RAW DATA —
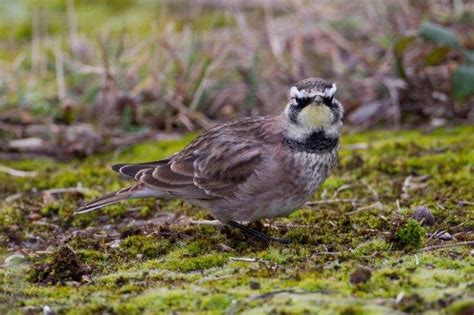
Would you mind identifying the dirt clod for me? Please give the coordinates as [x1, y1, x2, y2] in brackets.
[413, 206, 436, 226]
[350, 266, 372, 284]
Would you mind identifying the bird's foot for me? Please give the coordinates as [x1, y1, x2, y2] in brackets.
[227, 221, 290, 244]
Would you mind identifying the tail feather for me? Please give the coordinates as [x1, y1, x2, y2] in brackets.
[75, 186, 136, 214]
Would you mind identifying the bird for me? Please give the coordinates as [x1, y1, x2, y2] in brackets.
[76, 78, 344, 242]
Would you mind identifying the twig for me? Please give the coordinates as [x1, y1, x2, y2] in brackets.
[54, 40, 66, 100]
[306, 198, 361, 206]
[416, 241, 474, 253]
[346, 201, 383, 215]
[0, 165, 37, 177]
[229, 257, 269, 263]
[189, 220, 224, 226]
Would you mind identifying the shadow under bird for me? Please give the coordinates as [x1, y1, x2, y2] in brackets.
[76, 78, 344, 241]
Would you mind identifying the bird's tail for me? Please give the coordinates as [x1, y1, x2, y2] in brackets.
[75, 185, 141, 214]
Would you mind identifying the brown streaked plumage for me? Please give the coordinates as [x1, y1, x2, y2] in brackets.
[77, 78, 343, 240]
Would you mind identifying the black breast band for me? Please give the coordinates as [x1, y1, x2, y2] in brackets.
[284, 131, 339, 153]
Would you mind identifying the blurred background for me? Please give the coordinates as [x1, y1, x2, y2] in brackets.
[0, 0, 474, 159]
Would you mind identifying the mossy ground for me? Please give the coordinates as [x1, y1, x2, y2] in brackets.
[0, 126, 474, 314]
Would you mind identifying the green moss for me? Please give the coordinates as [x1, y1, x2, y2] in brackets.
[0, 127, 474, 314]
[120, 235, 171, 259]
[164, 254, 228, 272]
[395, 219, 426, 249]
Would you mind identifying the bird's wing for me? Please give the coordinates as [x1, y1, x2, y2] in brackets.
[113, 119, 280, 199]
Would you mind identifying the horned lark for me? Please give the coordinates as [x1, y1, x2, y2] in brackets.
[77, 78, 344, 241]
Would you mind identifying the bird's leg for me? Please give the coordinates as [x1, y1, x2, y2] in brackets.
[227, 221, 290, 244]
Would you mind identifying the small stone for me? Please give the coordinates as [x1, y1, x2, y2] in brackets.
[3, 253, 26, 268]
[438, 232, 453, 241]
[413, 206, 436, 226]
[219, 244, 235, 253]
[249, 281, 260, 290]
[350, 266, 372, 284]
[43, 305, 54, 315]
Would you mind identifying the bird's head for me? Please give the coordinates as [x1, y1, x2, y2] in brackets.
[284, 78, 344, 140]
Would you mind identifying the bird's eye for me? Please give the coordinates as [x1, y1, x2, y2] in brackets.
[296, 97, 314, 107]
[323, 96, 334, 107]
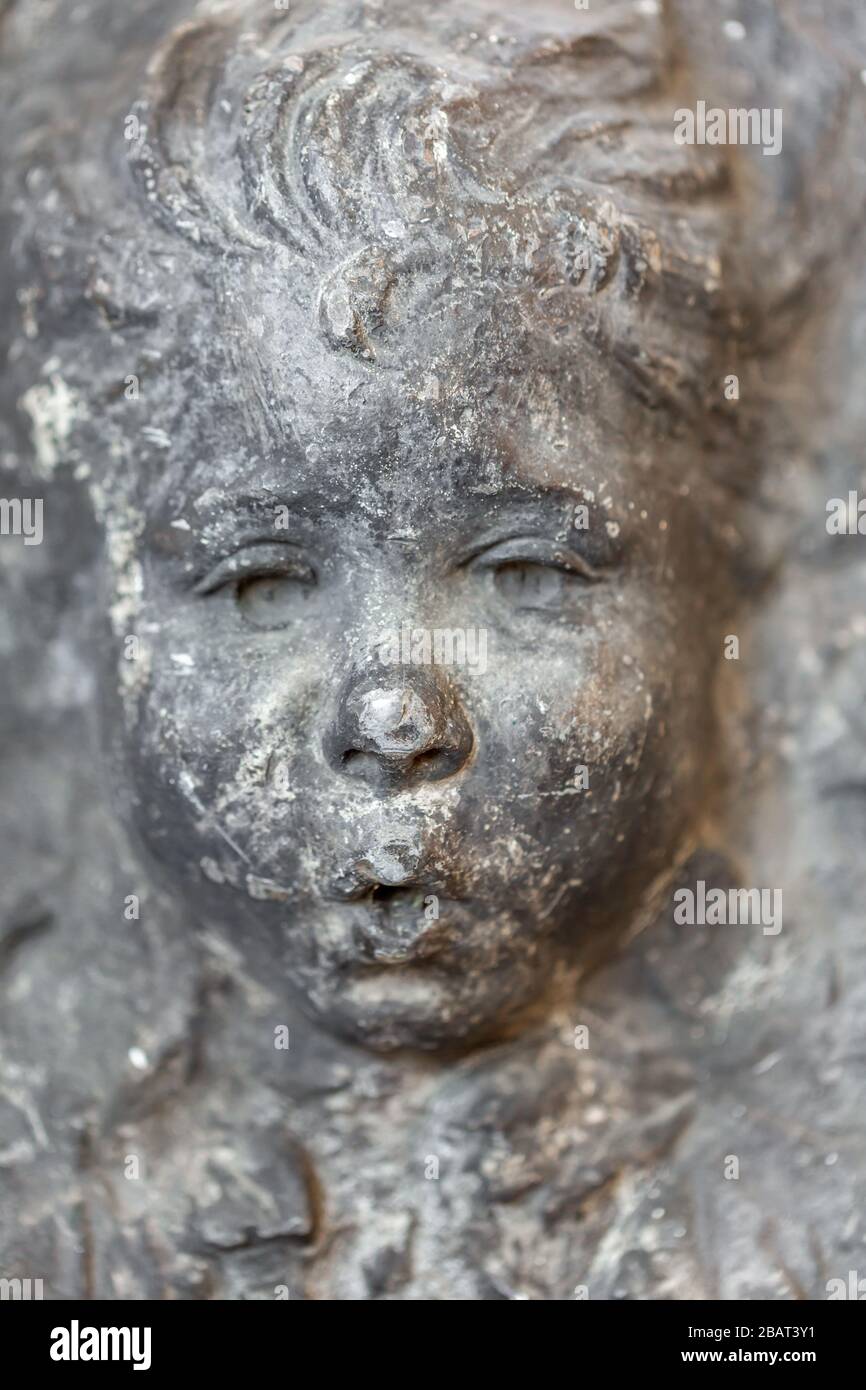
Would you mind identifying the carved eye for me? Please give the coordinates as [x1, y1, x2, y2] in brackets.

EXERCISE OBJECTIVE — Copy out the listing above word for word, from start to finish, omitting the pictures.

OUTPUT OF THE EXERCISE —
Would you mind identifying the dirt clod for me? Please give the coordinates as [x1, y1, x2, y2] in brackets.
[413, 206, 436, 226]
[350, 266, 372, 284]
Would you mind identifying the bird's foot for me? Please give the coordinates as [x1, y1, x2, y2] in brackets.
[227, 221, 290, 244]
Would you mind identifying the tail feather for me? Please give the coordinates as [x1, y1, x2, y2] in brackets.
[75, 186, 136, 214]
Would you mind identifying the bird for me? Please give the coordinates as [x1, y1, x2, y2] in brackets.
[76, 78, 344, 242]
Would you mind identifying the twig for me? Please give the coordinates as [x1, y1, x2, y2] in brackets.
[54, 40, 66, 100]
[306, 198, 361, 206]
[416, 241, 474, 253]
[346, 201, 383, 215]
[0, 165, 37, 177]
[229, 257, 269, 263]
[189, 220, 224, 226]
Would you mind identifying the shadow under bird for me? Please give the coordinates as [x1, y1, x2, y2] in brackets.
[76, 78, 344, 241]
Would you mind identifying the bird's tail for me? Please give the coordinates as [x1, y1, x2, y2] in brackets.
[75, 185, 141, 214]
Would you mind identifying the brown streaked plumage for me? Please give the coordinates as [x1, y1, x2, y2] in brackets.
[77, 78, 343, 240]
Would you mind identifying the black breast band for me? Please give the coordinates as [x1, y1, x2, y2] in brackets.
[284, 131, 339, 153]
Would you mind identifying the blurred background for me? Please give the coordinates as [x1, y1, x2, y2] in brackets.
[0, 0, 474, 159]
Would you mind identifying the mossy ground for me? Please give the coordinates as [x1, y1, x2, y2] in brackets.
[0, 126, 474, 314]
Would you mind identifying the green moss for me? Please give the coordinates as [x1, y1, x2, y2] in brackets.
[0, 127, 474, 314]
[120, 235, 171, 259]
[164, 254, 228, 272]
[395, 219, 426, 249]
Would you mind identifying the bird's wing for me? Please give the coordinates as [x1, y1, x2, y2] in brackets.
[113, 119, 280, 199]
Would you mind identifying the horned lark for me? Please give the coordinates as [x1, y1, x2, y2] in brackets.
[77, 78, 344, 241]
Would you mind identifying the bird's leg for me? Please give the coordinates as [x1, y1, x2, y2] in brackets.
[227, 221, 290, 244]
Would you mind identifying the small stone for me? Please give the coordinates as [x1, y1, x2, y2] in brackets.
[3, 253, 26, 268]
[438, 232, 453, 241]
[413, 206, 436, 226]
[219, 244, 235, 253]
[249, 281, 260, 290]
[350, 266, 372, 284]
[43, 305, 54, 315]
Would you mind identifying the bird's head for me? Please give the coordinates as [x1, y1, x2, y2] in brackets.
[284, 78, 344, 140]
Would you mind identifying the bird's eye for me? Please give the coordinates as [x1, y1, x2, y2] in brackets.
[296, 97, 314, 107]
[323, 96, 334, 107]
Would you mind identifying the carved eye for me? Please give the coordinates as [x1, y1, x2, y2] in brackets.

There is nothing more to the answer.